** Text passage follows **
Crucial steel cables had corroded inside the pedestrian bridge that collapsed Saturday night at Lowe's Motor Speedway, injuring 107 people, according to a bridge inspector.
Don Idol, an assistant bridge inspection engineer with the state's Department of Transportation, said Sunday that he saw rusted steel cables protruding from the broken concrete spans that lay across southbound lanes of U.S. 29. He also saw several 3-foot cracks underneath three remaining spans, obvious signs, he said, of possible problems inside the bridge.
"Cracks would have been a flag for us," Idol said as teams of engineers and construction-disaster experts examined the 80-foot section that shuddered, then collapsed under the weight of fans leaving the speedway.
"It's still very early, but my initial reaction is that these cables were exposed to moisture and they became corroded," Idol said. "And that would have weakened the bridge."
The state periodically inspected the bridge as it was being built and gave a final okay.
** End of Text passage **
** Listed records follows **
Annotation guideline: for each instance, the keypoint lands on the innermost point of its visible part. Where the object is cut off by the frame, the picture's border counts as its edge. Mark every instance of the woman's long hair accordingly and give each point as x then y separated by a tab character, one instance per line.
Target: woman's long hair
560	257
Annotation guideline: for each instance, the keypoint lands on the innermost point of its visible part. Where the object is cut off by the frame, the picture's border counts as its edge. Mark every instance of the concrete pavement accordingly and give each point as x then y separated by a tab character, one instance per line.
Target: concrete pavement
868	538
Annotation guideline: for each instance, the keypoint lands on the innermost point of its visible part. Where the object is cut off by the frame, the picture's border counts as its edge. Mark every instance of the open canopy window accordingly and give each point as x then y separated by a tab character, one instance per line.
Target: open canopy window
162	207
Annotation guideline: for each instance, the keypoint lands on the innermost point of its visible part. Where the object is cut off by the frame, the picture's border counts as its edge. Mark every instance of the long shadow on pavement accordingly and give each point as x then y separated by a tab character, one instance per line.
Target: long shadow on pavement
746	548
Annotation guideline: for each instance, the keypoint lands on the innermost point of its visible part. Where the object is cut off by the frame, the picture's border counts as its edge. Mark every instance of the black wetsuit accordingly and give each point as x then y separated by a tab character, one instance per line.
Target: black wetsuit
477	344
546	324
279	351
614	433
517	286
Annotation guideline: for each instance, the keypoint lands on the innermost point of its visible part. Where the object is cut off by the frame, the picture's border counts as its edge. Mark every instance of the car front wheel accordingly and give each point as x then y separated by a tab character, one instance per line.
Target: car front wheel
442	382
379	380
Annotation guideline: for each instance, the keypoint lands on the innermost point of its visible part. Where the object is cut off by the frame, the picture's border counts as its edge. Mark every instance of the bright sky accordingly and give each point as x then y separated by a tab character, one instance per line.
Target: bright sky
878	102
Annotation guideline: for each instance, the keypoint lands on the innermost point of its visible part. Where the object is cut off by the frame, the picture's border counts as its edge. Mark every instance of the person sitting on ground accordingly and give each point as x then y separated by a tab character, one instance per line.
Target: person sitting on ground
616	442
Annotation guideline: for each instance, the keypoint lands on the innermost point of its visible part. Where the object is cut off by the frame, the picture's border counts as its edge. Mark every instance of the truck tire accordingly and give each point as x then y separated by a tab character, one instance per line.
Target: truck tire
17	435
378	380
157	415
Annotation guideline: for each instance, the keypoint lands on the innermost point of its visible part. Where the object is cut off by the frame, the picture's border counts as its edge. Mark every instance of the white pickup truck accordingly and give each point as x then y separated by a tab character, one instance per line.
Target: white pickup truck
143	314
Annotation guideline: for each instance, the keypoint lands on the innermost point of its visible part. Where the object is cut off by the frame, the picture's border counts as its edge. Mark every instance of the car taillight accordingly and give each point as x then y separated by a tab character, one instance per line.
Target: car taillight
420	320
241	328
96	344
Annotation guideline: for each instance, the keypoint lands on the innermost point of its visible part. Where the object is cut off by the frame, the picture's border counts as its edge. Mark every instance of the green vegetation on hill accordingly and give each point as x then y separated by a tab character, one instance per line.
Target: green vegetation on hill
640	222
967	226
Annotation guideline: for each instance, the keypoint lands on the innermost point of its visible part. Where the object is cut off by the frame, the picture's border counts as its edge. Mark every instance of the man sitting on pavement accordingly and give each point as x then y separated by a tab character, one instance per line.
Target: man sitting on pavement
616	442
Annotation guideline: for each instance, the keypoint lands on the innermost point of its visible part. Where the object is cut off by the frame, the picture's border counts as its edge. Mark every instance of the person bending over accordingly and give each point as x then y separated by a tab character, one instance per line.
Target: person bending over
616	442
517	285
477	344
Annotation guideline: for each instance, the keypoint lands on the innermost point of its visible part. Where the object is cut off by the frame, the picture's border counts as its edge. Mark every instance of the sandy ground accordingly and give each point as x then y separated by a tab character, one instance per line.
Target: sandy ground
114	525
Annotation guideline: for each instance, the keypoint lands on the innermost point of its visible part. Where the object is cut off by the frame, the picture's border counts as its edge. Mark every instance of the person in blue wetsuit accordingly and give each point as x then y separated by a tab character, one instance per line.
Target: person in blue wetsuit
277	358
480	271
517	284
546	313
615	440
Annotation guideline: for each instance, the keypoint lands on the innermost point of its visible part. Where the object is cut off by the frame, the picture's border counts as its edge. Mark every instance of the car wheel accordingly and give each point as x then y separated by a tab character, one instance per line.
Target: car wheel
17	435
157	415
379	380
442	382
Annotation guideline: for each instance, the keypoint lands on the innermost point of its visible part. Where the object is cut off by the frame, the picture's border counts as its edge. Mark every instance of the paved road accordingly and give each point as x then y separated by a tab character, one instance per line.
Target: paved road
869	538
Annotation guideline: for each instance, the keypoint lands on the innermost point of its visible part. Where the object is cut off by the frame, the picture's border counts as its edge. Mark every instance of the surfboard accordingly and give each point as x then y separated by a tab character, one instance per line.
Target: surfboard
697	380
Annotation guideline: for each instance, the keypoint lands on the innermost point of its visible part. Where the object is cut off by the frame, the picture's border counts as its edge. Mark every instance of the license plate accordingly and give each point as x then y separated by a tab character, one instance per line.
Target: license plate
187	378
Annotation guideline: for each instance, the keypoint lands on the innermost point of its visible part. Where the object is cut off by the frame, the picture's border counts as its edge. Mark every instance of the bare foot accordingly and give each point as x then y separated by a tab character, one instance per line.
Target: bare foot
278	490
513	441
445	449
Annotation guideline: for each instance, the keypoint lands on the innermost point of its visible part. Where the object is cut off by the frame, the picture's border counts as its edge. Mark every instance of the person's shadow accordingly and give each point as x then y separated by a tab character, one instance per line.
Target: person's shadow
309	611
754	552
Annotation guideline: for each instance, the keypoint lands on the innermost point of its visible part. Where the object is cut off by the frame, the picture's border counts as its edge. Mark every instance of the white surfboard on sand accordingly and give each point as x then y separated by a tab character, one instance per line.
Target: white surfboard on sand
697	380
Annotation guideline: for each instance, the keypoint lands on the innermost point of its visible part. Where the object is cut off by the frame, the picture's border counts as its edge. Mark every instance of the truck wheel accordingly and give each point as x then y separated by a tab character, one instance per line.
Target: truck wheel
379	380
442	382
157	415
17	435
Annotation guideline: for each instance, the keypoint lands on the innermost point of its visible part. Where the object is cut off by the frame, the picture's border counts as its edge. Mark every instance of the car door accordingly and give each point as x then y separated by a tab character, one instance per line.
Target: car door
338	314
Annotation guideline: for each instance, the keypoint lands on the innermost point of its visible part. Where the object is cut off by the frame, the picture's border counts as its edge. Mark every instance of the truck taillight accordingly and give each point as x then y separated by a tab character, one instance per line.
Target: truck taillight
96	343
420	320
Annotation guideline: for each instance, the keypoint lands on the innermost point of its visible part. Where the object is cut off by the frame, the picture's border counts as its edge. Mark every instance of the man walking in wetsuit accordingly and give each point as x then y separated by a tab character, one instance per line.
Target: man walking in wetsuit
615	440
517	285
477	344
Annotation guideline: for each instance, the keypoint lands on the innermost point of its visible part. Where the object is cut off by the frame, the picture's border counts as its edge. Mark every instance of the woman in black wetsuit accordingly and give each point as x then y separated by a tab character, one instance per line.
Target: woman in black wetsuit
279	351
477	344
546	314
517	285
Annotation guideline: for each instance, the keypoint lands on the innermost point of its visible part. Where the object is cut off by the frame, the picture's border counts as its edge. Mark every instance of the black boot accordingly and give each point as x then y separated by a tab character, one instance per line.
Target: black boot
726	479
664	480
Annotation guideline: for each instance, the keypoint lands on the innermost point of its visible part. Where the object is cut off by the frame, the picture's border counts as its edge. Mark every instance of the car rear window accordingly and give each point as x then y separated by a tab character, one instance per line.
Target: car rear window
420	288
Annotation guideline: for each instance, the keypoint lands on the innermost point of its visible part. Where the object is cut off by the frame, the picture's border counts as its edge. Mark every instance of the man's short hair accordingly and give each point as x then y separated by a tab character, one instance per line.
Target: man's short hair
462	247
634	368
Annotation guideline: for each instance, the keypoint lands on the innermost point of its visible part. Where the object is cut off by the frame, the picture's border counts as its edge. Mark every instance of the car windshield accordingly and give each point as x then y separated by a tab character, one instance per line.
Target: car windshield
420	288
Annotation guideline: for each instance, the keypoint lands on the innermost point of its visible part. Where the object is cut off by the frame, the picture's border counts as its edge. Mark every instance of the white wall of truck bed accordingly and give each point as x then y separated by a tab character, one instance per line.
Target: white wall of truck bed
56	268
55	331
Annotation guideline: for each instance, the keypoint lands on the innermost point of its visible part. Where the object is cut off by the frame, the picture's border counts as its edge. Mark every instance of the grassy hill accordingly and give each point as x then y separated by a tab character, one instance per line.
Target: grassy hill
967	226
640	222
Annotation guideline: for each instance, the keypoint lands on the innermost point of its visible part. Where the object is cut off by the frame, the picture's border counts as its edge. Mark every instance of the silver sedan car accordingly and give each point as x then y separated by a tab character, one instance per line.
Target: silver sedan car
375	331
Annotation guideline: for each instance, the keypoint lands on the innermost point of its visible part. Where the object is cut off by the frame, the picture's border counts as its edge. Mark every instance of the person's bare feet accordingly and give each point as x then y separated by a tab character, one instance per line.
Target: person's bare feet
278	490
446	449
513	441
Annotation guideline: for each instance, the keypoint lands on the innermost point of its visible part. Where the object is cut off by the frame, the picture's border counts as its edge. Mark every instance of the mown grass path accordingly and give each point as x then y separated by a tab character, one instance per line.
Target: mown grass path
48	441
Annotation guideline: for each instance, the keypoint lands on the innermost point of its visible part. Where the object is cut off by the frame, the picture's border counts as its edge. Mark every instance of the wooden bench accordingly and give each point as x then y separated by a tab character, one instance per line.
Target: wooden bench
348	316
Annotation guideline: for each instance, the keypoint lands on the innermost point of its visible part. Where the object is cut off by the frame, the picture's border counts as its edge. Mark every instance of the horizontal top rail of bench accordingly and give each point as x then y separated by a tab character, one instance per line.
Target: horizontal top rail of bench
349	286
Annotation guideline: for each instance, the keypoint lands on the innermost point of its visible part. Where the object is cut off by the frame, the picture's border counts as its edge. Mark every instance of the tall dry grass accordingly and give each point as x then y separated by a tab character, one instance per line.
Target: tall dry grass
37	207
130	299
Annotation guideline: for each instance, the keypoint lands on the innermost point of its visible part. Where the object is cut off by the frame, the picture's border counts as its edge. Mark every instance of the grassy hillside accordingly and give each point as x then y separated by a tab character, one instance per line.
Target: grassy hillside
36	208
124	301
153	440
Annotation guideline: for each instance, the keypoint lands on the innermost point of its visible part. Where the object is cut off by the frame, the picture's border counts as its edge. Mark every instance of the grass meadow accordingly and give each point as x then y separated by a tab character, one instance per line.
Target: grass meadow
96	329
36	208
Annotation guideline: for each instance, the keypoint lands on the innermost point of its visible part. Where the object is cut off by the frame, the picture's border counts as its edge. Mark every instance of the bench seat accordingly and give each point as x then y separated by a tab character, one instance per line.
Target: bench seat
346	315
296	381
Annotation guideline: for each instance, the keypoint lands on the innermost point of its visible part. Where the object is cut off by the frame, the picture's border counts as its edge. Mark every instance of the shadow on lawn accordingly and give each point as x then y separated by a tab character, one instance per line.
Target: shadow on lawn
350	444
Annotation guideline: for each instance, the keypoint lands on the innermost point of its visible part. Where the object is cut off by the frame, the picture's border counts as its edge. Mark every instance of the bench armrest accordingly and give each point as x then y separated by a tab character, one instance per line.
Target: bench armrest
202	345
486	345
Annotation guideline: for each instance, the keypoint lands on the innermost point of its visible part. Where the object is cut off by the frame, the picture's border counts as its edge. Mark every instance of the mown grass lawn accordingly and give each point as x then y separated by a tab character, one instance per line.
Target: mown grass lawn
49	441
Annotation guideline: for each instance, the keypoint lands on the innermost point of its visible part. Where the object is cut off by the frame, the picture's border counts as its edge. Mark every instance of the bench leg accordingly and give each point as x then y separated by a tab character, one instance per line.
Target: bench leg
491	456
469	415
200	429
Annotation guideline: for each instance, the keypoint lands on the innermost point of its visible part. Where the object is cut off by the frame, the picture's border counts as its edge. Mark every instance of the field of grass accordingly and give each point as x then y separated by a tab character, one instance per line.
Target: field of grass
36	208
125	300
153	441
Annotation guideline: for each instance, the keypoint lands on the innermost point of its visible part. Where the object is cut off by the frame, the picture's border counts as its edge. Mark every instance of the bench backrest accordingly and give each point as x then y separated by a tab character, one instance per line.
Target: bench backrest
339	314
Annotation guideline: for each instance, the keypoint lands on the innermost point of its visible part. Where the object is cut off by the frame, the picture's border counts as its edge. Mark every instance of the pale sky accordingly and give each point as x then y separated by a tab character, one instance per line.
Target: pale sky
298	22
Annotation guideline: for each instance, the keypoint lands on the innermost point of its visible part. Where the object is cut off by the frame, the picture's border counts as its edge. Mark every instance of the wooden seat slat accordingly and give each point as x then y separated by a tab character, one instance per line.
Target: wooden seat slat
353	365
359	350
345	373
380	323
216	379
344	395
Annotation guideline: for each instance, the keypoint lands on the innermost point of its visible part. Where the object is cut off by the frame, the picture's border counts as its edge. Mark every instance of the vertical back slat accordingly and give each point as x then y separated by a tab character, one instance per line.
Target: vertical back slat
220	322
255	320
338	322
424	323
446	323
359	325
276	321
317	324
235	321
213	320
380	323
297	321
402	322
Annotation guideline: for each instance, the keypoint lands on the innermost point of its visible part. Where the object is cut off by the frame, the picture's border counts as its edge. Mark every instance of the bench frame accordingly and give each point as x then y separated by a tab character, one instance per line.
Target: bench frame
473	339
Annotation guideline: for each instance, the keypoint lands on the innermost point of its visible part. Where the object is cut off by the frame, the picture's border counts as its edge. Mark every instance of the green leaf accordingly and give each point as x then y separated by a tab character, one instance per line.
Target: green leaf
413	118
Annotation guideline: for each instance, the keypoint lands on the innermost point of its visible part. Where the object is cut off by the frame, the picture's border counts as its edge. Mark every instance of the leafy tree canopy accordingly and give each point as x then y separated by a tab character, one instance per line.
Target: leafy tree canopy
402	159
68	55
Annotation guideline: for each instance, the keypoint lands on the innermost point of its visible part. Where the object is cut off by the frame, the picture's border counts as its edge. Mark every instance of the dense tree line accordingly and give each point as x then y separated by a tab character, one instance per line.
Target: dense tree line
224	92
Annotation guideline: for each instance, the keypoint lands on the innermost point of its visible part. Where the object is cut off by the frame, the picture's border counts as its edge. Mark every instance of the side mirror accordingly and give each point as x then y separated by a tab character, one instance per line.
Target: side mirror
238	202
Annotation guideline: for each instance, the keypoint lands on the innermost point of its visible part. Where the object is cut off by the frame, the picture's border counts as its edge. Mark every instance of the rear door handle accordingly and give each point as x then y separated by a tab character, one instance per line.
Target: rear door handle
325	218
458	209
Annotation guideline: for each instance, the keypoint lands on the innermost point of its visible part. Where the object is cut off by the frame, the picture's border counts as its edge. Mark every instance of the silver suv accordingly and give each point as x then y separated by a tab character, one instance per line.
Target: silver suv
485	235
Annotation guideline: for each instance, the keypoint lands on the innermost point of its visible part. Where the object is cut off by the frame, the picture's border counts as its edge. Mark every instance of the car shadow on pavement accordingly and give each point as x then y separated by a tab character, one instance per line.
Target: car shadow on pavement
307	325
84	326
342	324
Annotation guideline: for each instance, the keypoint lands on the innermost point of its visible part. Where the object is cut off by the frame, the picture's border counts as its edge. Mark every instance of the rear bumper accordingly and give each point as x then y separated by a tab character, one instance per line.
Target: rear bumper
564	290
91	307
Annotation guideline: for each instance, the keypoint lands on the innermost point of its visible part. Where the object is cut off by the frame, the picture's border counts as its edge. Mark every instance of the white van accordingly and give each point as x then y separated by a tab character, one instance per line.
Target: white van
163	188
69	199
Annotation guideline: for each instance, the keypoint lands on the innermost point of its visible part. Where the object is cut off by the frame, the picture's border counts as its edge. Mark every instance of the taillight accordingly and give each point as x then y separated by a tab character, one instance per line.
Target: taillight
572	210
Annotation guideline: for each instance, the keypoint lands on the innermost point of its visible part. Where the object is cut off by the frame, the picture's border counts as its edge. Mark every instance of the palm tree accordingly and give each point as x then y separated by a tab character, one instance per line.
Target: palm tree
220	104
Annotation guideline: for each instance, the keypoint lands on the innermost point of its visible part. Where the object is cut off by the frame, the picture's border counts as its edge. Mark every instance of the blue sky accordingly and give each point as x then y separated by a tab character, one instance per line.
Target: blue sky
** End of Listed records **
Tasks —
#1 In the passage about the speedway bridge collapse, how many people were injured?
#2 Carry on the account of the speedway bridge collapse from its final sentence.

Answers to each task —
#1 107 people.

#2
Speedway president H.A. "Humpy" Wheeler said he didn't know when the bridge, completed in 1995, was last inspected. Neither his staff nor contractors had reported finding cracks in either of the track's two pedestrian bridges.
"It's much, much too early right now to come to any conclusion about what happened," Wheeler said. "We're trying to keep an open mind about everything."
The bridge connects the speedway to nearby parking lots, letting fans avoid crossing four-lane U.S. 29. It collapsed about 11:15 p.m. Saturday as fans headed for their cars after The Winston, NASCAR's all-star race that was won by Dale Earnhardt Jr.
Area hospitals admitted 53 victims; two remained in critical condition Sunday.
"It was an amazing sight; everyone disappeared," said Mike Aquino, 41, of Atlanta, who was treated for minor injuries. "There was a mass of people, and then they were all gone. For a split second, I was thinking I was going to die, and then I realized I was going to live."
It happened too quickly for terror, victims would say later.
Piercing screams filled the humid night air as adults and children slid and tumbled to the highway 17 feet below in a jumble of broken concrete, coolers, sneakers and grills.
"I heard it crack the first time, and the second time it went down," Greg Southern said. "It was just awful."
"All of a sudden, the bottom fell out from everybody," said Roger Dunham, who had just started across the bridge.
Dunham counted himself lucky, even though he spent Sunday being given painkillers for a back injury. He recalled his concern for a girl who was walking in front of him when the walkway fell.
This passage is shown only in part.